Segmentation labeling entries
--*--

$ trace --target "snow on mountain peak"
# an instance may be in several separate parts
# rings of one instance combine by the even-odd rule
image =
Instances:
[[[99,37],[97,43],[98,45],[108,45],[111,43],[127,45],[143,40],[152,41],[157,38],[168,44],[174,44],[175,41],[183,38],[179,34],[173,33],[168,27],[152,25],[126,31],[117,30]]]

--*--

__What you should do__. Copy the rows above without altering a single character.

__Solution for this task__.
$ trace --target "snow on mountain peak"
# an instance may be in several separate parts
# rings of one instance combine by the even-odd rule
image =
Instances:
[[[99,37],[97,43],[98,45],[108,45],[111,43],[127,45],[143,40],[152,41],[157,38],[168,44],[174,44],[175,41],[183,38],[179,34],[173,33],[168,27],[152,25],[126,31],[117,30]]]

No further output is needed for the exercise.